→ **Try it**
Starting at the beginning of the listing and ending at the line that contains "box: [0, 0, 218, 495]", rewrite those lines with every "clicks" replaced by "points" and everything else unchanged. Leave the pictures out of your answer.

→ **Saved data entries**

<<<<

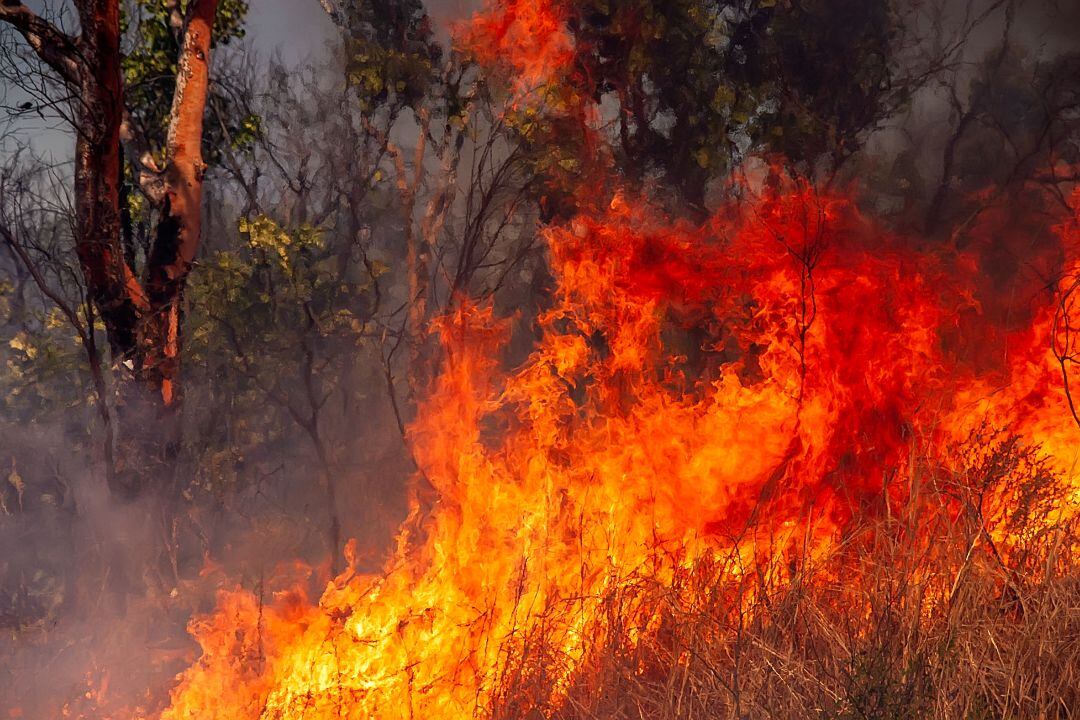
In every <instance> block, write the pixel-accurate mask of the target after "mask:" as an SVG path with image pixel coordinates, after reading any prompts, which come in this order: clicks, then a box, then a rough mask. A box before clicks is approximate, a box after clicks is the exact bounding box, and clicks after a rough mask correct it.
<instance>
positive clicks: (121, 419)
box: [0, 0, 218, 495]
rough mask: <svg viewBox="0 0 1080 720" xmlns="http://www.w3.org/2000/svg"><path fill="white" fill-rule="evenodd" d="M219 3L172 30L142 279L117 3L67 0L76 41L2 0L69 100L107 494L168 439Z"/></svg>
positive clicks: (21, 34) (137, 483)
mask: <svg viewBox="0 0 1080 720" xmlns="http://www.w3.org/2000/svg"><path fill="white" fill-rule="evenodd" d="M217 4H218V2H217V0H191V2H189V3H188V11H187V17H186V18H184V22H183V25H181V26H180V27H178V28H177V30H178V31H183V37H181V42H180V55H179V57H178V58H177V78H176V91H175V94H174V97H173V107H172V112H171V116H170V126H168V135H167V138H166V145H165V150H166V164H165V167H164V169H162V171H161V172H160V173H159V174H158V176H157V177H153V178H150V181H151V182H152V185H153V187H154V188H156V191H154V192H151V193H150V195H151V198H153V199H156V200H157V199H159V198H160V221H159V223H158V227H157V232H156V239H154V243H153V247H152V248H151V252H150V257H149V258H147V268H146V273H145V277H144V280H143V281H141V282H140V281H139V279H138V277H136V275H135V272H134V270H133V269H132V266H131V263H130V261H129V258H127V257H125V253H124V246H123V230H122V225H123V223H122V214H121V209H122V207H121V201H122V196H123V193H122V191H121V182H122V158H123V154H122V151H123V148H122V135H121V133H122V128H123V125H124V117H125V108H124V95H123V80H122V74H121V68H120V62H121V53H120V2H119V0H76V2H75V5H76V9H77V11H78V14H79V23H80V27H81V29H82V35H81V36H80V37H79V38H78V39H76V38H72V37H70V36H68V35H67V33H65V32H63V31H62V30H59V29H58V28H56V27H55V26H53V25H51V24H50V23H49V22H46V21H44V19H43V18H41V17H40V16H38V15H37V14H35V13H33V12H32V11H31V10H30V9H29V8H27V6H26V5H24V4H23V3H22V2H18V0H2V2H0V21H2V22H5V23H8V24H10V25H12V26H13V27H14V28H15V29H16V30H17V31H18V32H19V33H21V35H23V37H24V38H25V39H26V41H27V42H28V43H29V45H30V46H31V47H32V49H33V51H35V52H36V53H37V54H38V56H39V57H41V59H42V60H43V62H45V63H46V64H48V65H49V66H50V67H51V68H52V69H53V70H54V71H56V73H57V74H58V76H59V77H60V79H62V80H63V81H64V82H65V84H66V85H67V86H68V89H69V91H71V93H72V95H73V96H75V98H76V99H75V100H73V103H75V118H76V124H77V127H76V135H77V137H76V159H75V206H76V229H75V234H76V249H77V253H78V256H79V262H80V266H81V269H82V273H83V275H84V276H85V280H86V286H87V289H89V295H90V297H91V299H92V301H93V304H94V305H95V308H96V309H97V311H98V313H99V314H100V316H102V318H103V321H104V323H105V327H106V332H107V336H108V341H109V348H110V351H111V356H112V363H113V367H114V369H116V370H117V419H118V425H119V426H118V429H117V431H118V432H117V447H116V464H117V472H116V473H114V474H112V473H110V475H114V477H116V478H117V479H116V481H113V483H111V489H112V490H113V491H114V492H117V493H120V494H126V495H134V494H138V493H139V492H140V491H141V490H143V489H144V488H145V487H146V486H147V485H150V484H154V483H156V481H157V484H158V485H159V486H160V484H161V483H162V480H163V479H164V478H163V477H162V471H167V470H168V465H171V464H172V462H171V461H172V460H173V459H174V457H175V450H176V447H177V441H178V427H179V425H178V421H177V417H176V410H177V407H178V398H179V389H178V380H179V359H180V344H181V343H180V340H181V336H180V330H181V327H183V300H184V287H185V284H186V282H187V277H188V273H189V271H190V269H191V263H192V262H193V260H194V258H195V254H197V252H198V249H199V242H200V233H201V227H200V226H201V210H202V184H203V174H204V172H205V167H204V163H203V159H202V150H201V146H202V132H203V113H204V111H205V107H206V97H207V91H208V85H210V49H211V39H212V30H213V25H214V17H215V14H216V12H217ZM152 169H156V168H152ZM110 450H111V448H110ZM159 489H161V488H159Z"/></svg>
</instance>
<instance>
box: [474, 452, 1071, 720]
mask: <svg viewBox="0 0 1080 720" xmlns="http://www.w3.org/2000/svg"><path fill="white" fill-rule="evenodd" d="M956 457H959V458H961V459H962V461H961V462H959V463H955V465H959V466H953V467H947V466H945V465H943V464H941V463H932V462H930V461H929V460H924V461H922V462H920V463H917V464H913V466H912V467H910V468H909V471H908V472H907V473H906V477H905V481H906V487H905V488H904V491H903V494H904V497H905V502H904V503H903V507H904V510H903V512H896V510H895V505H894V504H893V503H890V502H882V503H881V504H882V505H883V506H885V507H883V508H879V510H878V511H876V512H875V513H874V514H873V515H872V514H870V513H869V511H867V516H866V517H865V518H863V521H862V522H861V524H860V525H859V527H856V528H854V529H852V530H849V531H848V532H847V534H846V535H845V538H843V539H842V540H841V541H840V542H839V544H838V546H837V547H836V548H835V549H834V551H833V552H832V553H831V554H829V555H828V557H826V558H824V559H818V560H816V561H810V560H807V559H806V558H805V557H799V554H795V555H794V556H791V557H786V558H785V559H784V560H783V561H780V562H778V561H773V562H772V565H771V567H769V566H757V567H755V568H754V569H753V570H747V569H746V568H740V569H739V570H740V571H739V572H735V571H734V570H735V569H734V568H733V567H732V562H739V560H738V559H735V558H733V557H732V558H727V559H725V558H719V559H716V558H714V559H710V560H704V561H700V562H698V563H696V565H693V566H692V567H691V568H688V569H684V570H679V571H677V572H676V575H675V578H674V579H673V580H672V579H671V578H667V579H665V580H664V581H663V582H661V581H660V580H659V579H657V578H654V576H650V575H649V574H647V573H644V572H643V573H642V575H640V576H635V578H633V579H631V582H622V583H617V584H613V585H612V586H613V587H618V589H617V590H612V592H611V593H610V594H609V595H608V596H606V597H604V598H603V599H602V602H603V608H604V613H603V621H602V622H599V623H595V624H594V626H592V627H590V628H589V630H588V636H586V643H588V651H586V653H585V656H586V661H585V666H584V667H580V666H579V667H577V668H576V671H573V673H569V674H567V673H563V671H562V670H563V669H564V668H565V667H567V665H568V663H567V661H566V658H562V657H559V656H558V654H557V653H556V652H553V651H552V650H551V648H553V647H557V646H558V642H556V641H554V640H556V639H557V638H551V637H548V636H546V635H545V625H544V623H543V622H539V623H537V624H536V627H535V629H534V630H532V631H531V633H530V634H529V636H528V637H523V638H518V639H517V642H515V644H514V650H513V652H512V653H508V662H507V669H505V673H504V675H503V677H502V678H501V682H500V684H499V688H498V689H497V692H496V693H495V698H494V707H492V708H491V716H492V717H495V718H498V719H511V718H530V719H531V718H541V717H551V718H558V719H559V720H584V719H592V718H596V719H599V718H604V719H605V720H609V719H615V718H627V719H629V718H635V719H637V718H642V719H645V718H647V719H650V720H666V719H669V718H672V719H674V718H686V719H691V718H739V719H742V718H822V719H825V718H827V719H831V720H849V719H851V720H854V719H896V720H901V719H908V718H910V719H913V720H914V719H917V718H919V719H921V718H941V719H943V720H944V719H948V720H955V719H967V718H971V719H975V718H1039V719H1050V718H1072V717H1080V563H1078V561H1077V559H1078V558H1077V549H1078V548H1080V533H1078V527H1077V522H1076V520H1075V515H1076V514H1075V512H1072V510H1071V508H1070V505H1075V503H1076V494H1075V493H1076V490H1075V488H1072V487H1070V485H1069V484H1068V483H1066V481H1064V480H1063V479H1062V478H1061V477H1058V476H1057V475H1055V474H1054V473H1053V472H1051V471H1050V468H1049V467H1048V465H1047V464H1045V462H1043V461H1042V460H1040V458H1039V456H1038V454H1037V452H1036V451H1035V450H1032V449H1029V448H1025V447H1023V446H1022V445H1021V444H1020V443H1018V441H1017V440H1015V439H1014V438H1007V437H1001V436H997V435H993V434H982V435H978V436H976V437H973V438H972V441H971V443H969V444H968V445H967V446H966V447H964V448H963V449H962V451H961V452H960V453H959V454H958V456H956ZM890 505H893V506H892V507H890ZM553 627H554V625H553ZM556 631H564V630H556ZM567 678H569V679H567Z"/></svg>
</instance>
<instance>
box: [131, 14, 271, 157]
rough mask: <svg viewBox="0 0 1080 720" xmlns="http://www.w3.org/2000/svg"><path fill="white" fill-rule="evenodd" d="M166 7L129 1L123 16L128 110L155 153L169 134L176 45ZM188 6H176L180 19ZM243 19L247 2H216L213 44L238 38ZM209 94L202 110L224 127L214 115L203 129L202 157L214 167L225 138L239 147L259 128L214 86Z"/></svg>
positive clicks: (175, 59)
mask: <svg viewBox="0 0 1080 720" xmlns="http://www.w3.org/2000/svg"><path fill="white" fill-rule="evenodd" d="M170 4H171V3H170V2H168V0H130V2H127V3H125V8H124V10H125V12H124V15H123V24H124V27H123V32H124V37H125V38H126V39H127V40H129V43H130V46H129V49H127V52H126V53H125V55H124V57H123V63H122V70H123V78H124V97H125V101H126V104H127V110H129V112H130V113H131V116H132V119H133V121H134V122H135V124H136V125H137V126H138V127H139V128H140V130H141V131H143V133H144V134H145V135H146V137H147V139H148V141H149V144H150V147H151V149H152V150H153V151H154V152H156V153H157V154H159V155H160V154H161V153H162V152H163V148H164V142H165V134H166V132H167V130H168V113H170V110H171V108H172V103H173V91H174V89H175V87H176V62H177V57H178V54H179V41H180V38H179V37H178V35H177V32H176V30H175V29H174V27H173V24H172V22H171V14H170ZM187 4H188V3H187V2H180V3H179V5H180V6H179V12H180V14H181V15H183V14H184V13H185V12H186V10H187ZM246 15H247V0H220V1H219V2H218V6H217V15H216V17H215V22H214V38H213V44H214V46H219V45H225V44H228V43H229V42H231V41H233V40H238V39H240V38H243V37H244V22H245V19H246ZM210 92H211V95H210V98H208V101H207V112H208V113H215V109H217V110H219V111H220V113H221V117H222V118H224V119H225V126H226V127H225V130H222V128H221V123H220V122H218V120H217V118H216V114H215V116H214V117H215V120H214V122H207V123H206V124H205V126H204V130H203V157H204V158H205V160H206V162H207V163H208V164H212V165H213V164H215V163H216V162H218V161H219V159H220V157H221V152H222V149H221V148H222V144H225V142H226V134H227V135H228V137H229V138H230V139H231V142H232V145H233V146H234V147H237V148H238V149H243V148H246V147H248V146H249V145H251V144H252V142H253V141H254V140H255V138H256V137H257V136H258V133H259V130H260V128H259V121H258V118H256V117H254V116H252V114H249V113H247V112H245V111H244V110H243V109H242V108H240V107H238V106H237V104H235V103H234V101H233V100H232V99H231V98H230V96H229V95H228V94H227V93H225V92H222V91H221V89H220V86H218V85H217V84H216V83H212V84H211V91H210Z"/></svg>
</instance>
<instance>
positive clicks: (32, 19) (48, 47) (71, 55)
mask: <svg viewBox="0 0 1080 720" xmlns="http://www.w3.org/2000/svg"><path fill="white" fill-rule="evenodd" d="M0 21H3V22H5V23H8V24H9V25H11V26H12V27H14V28H15V29H16V30H17V31H18V32H19V35H22V36H23V37H24V38H26V41H27V42H28V43H29V44H30V47H32V49H33V52H35V53H37V55H38V57H40V58H41V59H42V60H43V62H44V63H45V64H46V65H49V67H51V68H52V69H53V70H55V71H56V72H57V73H58V74H59V76H60V78H63V79H64V82H66V83H68V84H69V85H78V84H79V74H80V68H81V66H80V63H79V50H78V44H77V42H76V40H75V39H73V38H71V36H69V35H67V33H66V32H64V31H63V30H60V29H59V28H57V27H56V26H55V25H53V24H52V23H50V22H49V21H46V19H44V18H43V17H41V16H40V15H38V14H37V13H35V12H33V11H32V10H30V9H29V8H27V6H26V5H24V4H23V3H22V2H19V0H0Z"/></svg>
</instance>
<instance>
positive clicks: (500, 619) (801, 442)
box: [162, 186, 1080, 720]
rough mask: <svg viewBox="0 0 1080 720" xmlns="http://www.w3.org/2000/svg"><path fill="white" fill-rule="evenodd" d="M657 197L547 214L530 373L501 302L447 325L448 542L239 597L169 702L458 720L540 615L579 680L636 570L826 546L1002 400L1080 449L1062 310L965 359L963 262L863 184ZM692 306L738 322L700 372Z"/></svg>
mask: <svg viewBox="0 0 1080 720" xmlns="http://www.w3.org/2000/svg"><path fill="white" fill-rule="evenodd" d="M654 217H656V216H654V214H652V213H650V212H649V210H648V209H647V208H646V207H645V205H644V204H643V203H633V204H632V203H630V202H625V201H624V200H623V199H622V198H621V196H617V198H616V199H615V200H613V202H612V203H611V205H610V207H609V208H608V210H607V212H606V213H604V214H603V215H602V216H598V217H596V216H582V217H578V218H575V219H573V220H572V221H570V222H568V223H567V225H565V226H563V227H556V228H552V229H550V230H549V231H548V233H546V235H548V242H549V244H550V247H551V256H552V266H553V268H554V269H555V271H556V276H557V281H558V285H557V290H556V302H555V304H554V307H553V309H552V310H550V311H549V312H546V313H545V314H544V315H543V316H542V317H541V321H540V325H541V329H542V337H541V339H540V341H539V343H538V347H537V349H536V351H535V352H534V353H532V355H531V356H530V358H529V361H528V362H527V363H525V365H524V366H522V367H521V368H519V369H517V370H516V371H514V372H512V373H509V375H505V373H503V372H501V371H500V368H499V364H498V362H497V361H496V359H494V358H495V357H497V356H498V352H497V351H498V348H499V345H500V344H501V342H502V340H503V339H504V337H505V328H504V326H503V324H501V323H500V322H499V321H498V320H496V318H495V317H494V316H492V312H491V311H490V309H483V308H476V307H470V305H467V307H464V308H463V309H462V310H460V311H459V312H457V313H456V314H454V315H453V316H451V317H447V318H444V320H443V321H442V323H441V326H440V331H441V334H442V337H443V341H444V343H445V345H446V349H447V357H448V359H447V363H446V366H445V368H444V371H443V373H442V376H441V377H440V379H438V380H437V383H436V386H435V389H434V391H433V393H432V396H431V398H430V399H429V400H428V403H427V404H426V405H424V407H423V409H422V412H421V413H420V419H419V420H418V421H417V423H416V425H415V426H414V427H413V429H411V439H413V443H414V445H415V448H416V451H417V458H418V461H419V463H420V465H421V467H422V468H423V472H424V474H426V476H427V477H428V478H429V479H430V481H431V483H432V484H433V485H434V487H435V489H436V490H437V491H438V497H440V501H438V504H437V506H436V507H435V510H434V512H433V514H432V516H431V517H430V518H429V520H428V521H427V524H426V527H424V533H426V538H424V539H423V540H422V541H421V542H420V543H419V544H418V545H417V546H416V547H415V548H409V547H408V545H409V543H408V542H407V540H408V539H407V536H405V533H403V539H402V540H403V542H402V546H401V549H399V552H397V553H396V554H394V556H393V557H392V558H391V560H390V562H389V565H388V567H387V571H386V574H383V575H381V576H364V575H359V574H355V573H354V572H353V571H350V572H347V573H346V574H343V575H341V576H340V578H338V579H337V580H336V581H335V582H334V583H332V584H330V586H329V587H328V588H327V590H326V593H325V595H324V596H323V598H322V600H321V601H320V603H319V606H318V607H311V606H307V604H306V603H303V602H302V600H301V599H299V598H297V597H296V596H289V597H287V598H281V599H280V601H279V602H276V603H274V606H273V607H271V608H267V609H265V610H264V611H262V615H261V619H256V606H255V602H254V600H253V599H252V598H251V597H249V596H247V595H246V594H244V593H242V592H235V593H230V594H226V595H224V596H222V598H221V608H220V609H219V611H218V612H217V613H216V614H215V615H213V616H211V617H208V619H205V620H202V621H199V622H197V623H195V624H194V625H193V626H192V631H193V633H194V635H195V637H197V638H198V639H199V641H200V642H201V643H202V646H203V657H202V660H201V661H200V663H199V664H198V665H197V666H194V667H192V668H191V669H190V670H189V671H188V673H187V674H186V676H185V678H184V680H183V682H181V684H180V687H179V688H178V689H177V691H176V692H175V695H174V701H173V706H172V708H170V709H168V710H167V711H166V712H165V714H164V715H163V716H162V717H163V718H164V719H165V720H178V719H181V718H229V719H230V720H235V719H238V718H248V717H249V718H293V717H296V718H299V717H305V718H322V717H327V718H328V717H355V718H365V717H380V718H410V717H416V716H422V717H428V718H460V717H463V716H467V715H469V714H472V712H474V711H476V710H477V708H483V707H485V704H486V703H487V702H489V699H490V693H491V692H492V691H494V688H495V687H496V684H497V683H498V682H499V681H500V678H501V677H503V676H504V674H507V673H511V671H513V670H514V668H515V663H516V662H517V660H518V652H519V651H521V649H522V647H523V643H524V642H525V641H526V640H525V639H526V638H528V637H530V636H531V635H532V634H534V633H536V631H537V630H538V628H541V627H542V629H543V633H544V637H545V638H548V641H549V642H550V643H552V644H553V646H554V648H553V654H554V656H557V657H559V658H562V660H561V663H559V664H558V666H557V667H553V668H549V670H548V671H549V673H551V674H553V676H552V677H551V678H550V680H551V682H552V685H553V687H555V688H559V687H565V685H567V684H568V683H569V681H570V680H571V678H572V676H573V674H575V671H576V669H577V668H579V667H580V666H581V664H582V663H584V662H586V661H588V657H586V656H585V646H584V642H583V638H584V636H585V635H586V634H588V633H589V631H590V628H592V627H594V626H595V625H596V624H597V623H600V622H603V617H602V607H600V602H599V598H602V597H604V595H605V594H606V593H608V592H610V590H611V588H612V587H616V586H618V585H619V584H620V583H624V582H629V581H627V579H629V578H631V576H633V575H635V573H640V572H647V573H649V575H650V576H653V578H658V579H661V580H662V579H663V578H666V576H671V574H672V573H674V572H677V571H678V570H679V568H683V567H687V566H688V565H692V563H693V562H694V561H696V560H698V559H700V558H702V557H706V556H731V554H732V553H734V554H735V556H738V557H739V558H741V560H740V562H739V563H738V566H735V567H753V566H754V562H755V561H761V562H765V563H768V562H770V561H771V560H772V559H774V558H779V557H782V556H784V555H785V554H786V553H787V552H788V551H791V549H793V546H794V545H795V544H796V543H798V544H801V545H804V546H805V547H808V548H809V552H810V553H811V554H821V553H825V552H827V549H828V548H829V546H831V545H832V544H833V543H834V541H835V540H837V539H838V538H839V536H840V534H841V533H842V531H843V528H845V524H846V522H847V521H848V519H849V518H850V517H851V516H852V514H853V513H855V512H856V511H862V512H875V511H874V510H873V508H874V507H875V506H880V505H881V502H882V493H885V494H886V495H889V494H892V495H895V498H894V499H895V500H896V501H897V502H901V501H902V500H903V498H902V497H901V495H902V493H903V489H902V488H901V487H900V486H899V485H897V484H890V483H889V481H888V478H887V477H886V473H887V472H888V471H889V470H890V468H892V467H896V466H897V465H900V464H902V463H903V462H904V459H905V456H906V453H907V452H908V451H909V449H910V448H912V447H913V446H930V445H934V444H943V445H944V444H948V443H949V441H951V440H955V439H958V438H962V437H963V436H964V435H966V434H967V433H969V432H971V430H972V429H974V427H976V426H978V424H980V423H982V422H983V421H984V420H987V419H988V420H989V421H990V422H991V423H1005V424H1008V426H1010V427H1012V429H1013V430H1016V431H1018V432H1021V433H1024V434H1026V436H1027V439H1028V440H1029V441H1031V443H1041V444H1043V445H1044V447H1047V448H1048V449H1049V450H1050V451H1051V452H1052V453H1053V458H1054V459H1055V461H1057V462H1058V463H1059V465H1061V466H1062V470H1063V471H1065V470H1067V467H1066V466H1068V465H1071V463H1072V462H1074V461H1075V459H1076V453H1077V448H1080V443H1078V440H1080V433H1078V432H1077V427H1076V425H1075V424H1072V423H1071V420H1070V419H1069V417H1068V415H1067V413H1065V412H1063V409H1064V408H1063V406H1062V399H1061V398H1062V393H1061V384H1062V380H1061V375H1059V372H1058V371H1057V369H1056V367H1055V364H1054V361H1053V357H1052V355H1051V356H1048V352H1047V351H1045V349H1047V348H1049V336H1048V332H1049V328H1050V325H1048V321H1047V317H1048V316H1049V315H1040V318H1039V320H1038V321H1037V322H1036V323H1035V325H1034V326H1032V327H1031V328H1030V329H1028V330H1025V331H1022V332H1020V334H1017V335H1016V337H1014V338H1013V339H1012V342H1013V344H1014V347H1015V352H1014V353H1013V354H1012V359H1011V363H1010V367H1008V368H1005V369H1004V370H1003V371H1001V372H998V373H996V375H995V373H986V375H982V376H975V375H972V373H970V372H967V371H960V370H948V369H946V368H948V367H949V365H948V363H947V362H946V358H945V357H944V356H943V350H942V347H941V342H940V337H941V332H942V329H943V328H946V327H948V326H949V325H950V324H956V323H958V322H959V314H960V312H959V311H958V310H951V311H950V310H946V308H962V307H963V304H962V302H960V301H959V300H958V299H957V298H956V297H953V295H954V291H953V290H951V289H949V288H948V287H947V286H946V282H945V280H944V277H945V274H946V273H945V271H946V269H947V270H948V272H949V273H951V275H953V276H956V274H957V273H959V272H961V270H960V269H958V268H947V267H946V266H947V263H946V260H945V259H943V258H934V257H933V256H929V255H926V254H922V255H920V254H916V253H914V252H912V250H908V249H905V245H904V243H902V242H900V239H895V237H890V236H888V235H886V234H883V233H880V232H878V231H876V230H875V229H874V228H873V227H872V226H870V225H869V223H867V221H866V220H864V219H863V218H861V217H860V216H859V214H858V213H856V212H855V210H854V209H853V208H852V207H851V205H850V204H849V203H847V202H845V201H843V200H842V199H839V198H828V196H821V195H819V194H816V193H814V192H813V191H812V190H810V189H809V188H806V187H800V186H796V187H794V188H792V189H791V190H789V192H786V193H784V194H781V195H777V196H773V198H770V199H765V200H760V201H758V202H757V203H756V204H754V205H753V206H751V207H748V208H742V209H731V210H730V212H725V213H721V214H718V215H717V216H715V217H714V218H713V219H712V220H710V221H708V222H706V223H705V225H704V226H702V227H694V226H691V225H689V223H685V222H659V221H657V220H656V219H654ZM1062 232H1063V233H1065V232H1071V230H1067V229H1065V228H1063V229H1062ZM954 284H955V283H954ZM1048 312H1049V310H1048ZM691 326H692V327H698V328H700V327H706V328H712V331H711V335H710V337H708V338H706V339H705V340H704V341H700V339H699V341H698V350H699V351H703V354H704V357H703V358H697V361H694V362H696V363H697V366H696V367H693V368H692V369H693V371H692V372H691V371H690V369H691V365H693V362H691V359H690V358H688V357H687V355H686V354H681V353H679V352H673V351H672V350H671V348H673V347H676V345H678V344H679V342H680V340H679V339H678V336H679V335H680V334H683V332H686V331H688V329H687V328H689V327H691ZM687 347H691V348H692V345H687ZM702 367H704V368H705V369H704V370H702V369H701V368H702ZM699 373H700V375H702V378H703V379H702V380H701V381H694V380H693V378H696V377H697V376H698V375H699ZM886 502H888V500H886ZM808 539H809V543H808ZM732 572H735V570H732ZM645 629H647V628H645ZM645 629H643V628H638V629H636V630H633V631H634V633H640V631H645ZM627 631H629V630H627ZM256 638H258V639H257V640H256ZM256 646H258V647H259V648H260V649H259V650H258V652H256V651H255V650H254V648H255V647H256Z"/></svg>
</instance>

>>>>

→ **Result for this exercise**
In every <instance> block, write the pixel-accurate mask of the target after "mask:" as an SVG path with image pixel coordinates, after reading any prompts, which come in this order: points, then a box, then a rough mask. A box before points is approximate, a box after points is the exact bounding box, and points after a rough mask correct it.
<instance>
positive points: (121, 419)
box: [0, 0, 218, 495]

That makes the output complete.